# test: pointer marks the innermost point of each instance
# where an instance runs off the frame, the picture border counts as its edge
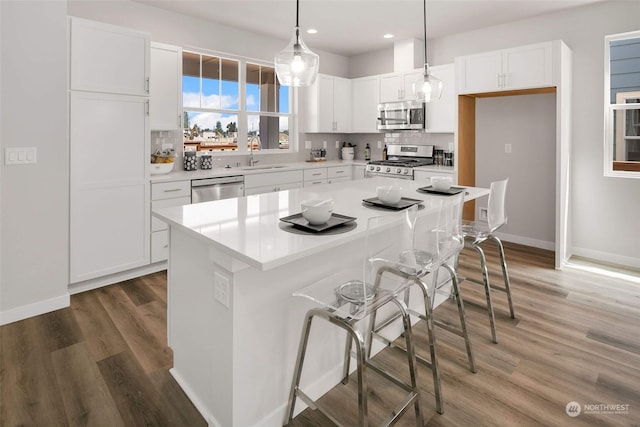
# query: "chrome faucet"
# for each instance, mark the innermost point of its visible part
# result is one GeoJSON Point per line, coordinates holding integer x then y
{"type": "Point", "coordinates": [252, 162]}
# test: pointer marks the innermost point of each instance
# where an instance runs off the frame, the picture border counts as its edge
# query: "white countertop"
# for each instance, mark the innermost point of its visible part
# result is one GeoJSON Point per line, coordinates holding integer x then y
{"type": "Point", "coordinates": [182, 175]}
{"type": "Point", "coordinates": [247, 228]}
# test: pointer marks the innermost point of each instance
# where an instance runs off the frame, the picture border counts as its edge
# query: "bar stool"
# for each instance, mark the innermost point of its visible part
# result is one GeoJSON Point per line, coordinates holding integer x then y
{"type": "Point", "coordinates": [347, 303]}
{"type": "Point", "coordinates": [477, 232]}
{"type": "Point", "coordinates": [437, 241]}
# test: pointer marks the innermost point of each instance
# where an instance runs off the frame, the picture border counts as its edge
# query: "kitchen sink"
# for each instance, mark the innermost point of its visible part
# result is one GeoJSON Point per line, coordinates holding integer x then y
{"type": "Point", "coordinates": [253, 168]}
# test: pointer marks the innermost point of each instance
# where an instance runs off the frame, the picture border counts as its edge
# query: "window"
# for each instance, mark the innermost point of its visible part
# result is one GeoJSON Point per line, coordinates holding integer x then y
{"type": "Point", "coordinates": [622, 105]}
{"type": "Point", "coordinates": [267, 108]}
{"type": "Point", "coordinates": [230, 100]}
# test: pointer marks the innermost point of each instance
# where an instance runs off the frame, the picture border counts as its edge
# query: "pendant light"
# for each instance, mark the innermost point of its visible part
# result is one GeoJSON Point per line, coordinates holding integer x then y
{"type": "Point", "coordinates": [430, 88]}
{"type": "Point", "coordinates": [296, 65]}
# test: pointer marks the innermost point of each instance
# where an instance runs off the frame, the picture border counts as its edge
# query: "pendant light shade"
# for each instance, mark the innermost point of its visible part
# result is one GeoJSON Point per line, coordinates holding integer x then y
{"type": "Point", "coordinates": [430, 88]}
{"type": "Point", "coordinates": [296, 65]}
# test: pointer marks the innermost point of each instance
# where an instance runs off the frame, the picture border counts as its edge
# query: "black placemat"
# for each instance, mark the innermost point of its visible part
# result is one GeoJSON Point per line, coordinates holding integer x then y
{"type": "Point", "coordinates": [404, 203]}
{"type": "Point", "coordinates": [449, 192]}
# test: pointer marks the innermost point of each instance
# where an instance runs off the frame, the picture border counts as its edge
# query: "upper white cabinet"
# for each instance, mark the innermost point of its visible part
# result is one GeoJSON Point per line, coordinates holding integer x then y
{"type": "Point", "coordinates": [399, 86]}
{"type": "Point", "coordinates": [365, 96]}
{"type": "Point", "coordinates": [328, 106]}
{"type": "Point", "coordinates": [523, 67]}
{"type": "Point", "coordinates": [107, 58]}
{"type": "Point", "coordinates": [165, 92]}
{"type": "Point", "coordinates": [441, 114]}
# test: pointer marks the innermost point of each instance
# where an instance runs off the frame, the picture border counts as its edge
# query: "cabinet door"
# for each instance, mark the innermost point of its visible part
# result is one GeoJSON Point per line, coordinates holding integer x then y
{"type": "Point", "coordinates": [528, 66]}
{"type": "Point", "coordinates": [479, 73]}
{"type": "Point", "coordinates": [441, 113]}
{"type": "Point", "coordinates": [109, 184]}
{"type": "Point", "coordinates": [390, 87]}
{"type": "Point", "coordinates": [365, 96]}
{"type": "Point", "coordinates": [325, 103]}
{"type": "Point", "coordinates": [107, 58]}
{"type": "Point", "coordinates": [408, 79]}
{"type": "Point", "coordinates": [342, 104]}
{"type": "Point", "coordinates": [165, 109]}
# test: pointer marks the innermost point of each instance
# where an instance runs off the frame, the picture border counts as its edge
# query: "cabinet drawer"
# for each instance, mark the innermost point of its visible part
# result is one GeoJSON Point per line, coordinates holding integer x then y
{"type": "Point", "coordinates": [339, 172]}
{"type": "Point", "coordinates": [159, 246]}
{"type": "Point", "coordinates": [169, 190]}
{"type": "Point", "coordinates": [315, 182]}
{"type": "Point", "coordinates": [156, 224]}
{"type": "Point", "coordinates": [274, 178]}
{"type": "Point", "coordinates": [315, 174]}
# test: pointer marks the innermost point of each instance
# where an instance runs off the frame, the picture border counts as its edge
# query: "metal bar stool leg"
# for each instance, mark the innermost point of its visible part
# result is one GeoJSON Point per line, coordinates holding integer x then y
{"type": "Point", "coordinates": [463, 320]}
{"type": "Point", "coordinates": [487, 291]}
{"type": "Point", "coordinates": [505, 274]}
{"type": "Point", "coordinates": [302, 350]}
***
## WORK INSTRUCTIONS
Which lines in the data above contain the string "white"? Copy each of those lines in full, treating uppercase and lowercase letters as distinct.

## IN RESPONSE
# query: "white countertop"
# query: "upper white cabinet"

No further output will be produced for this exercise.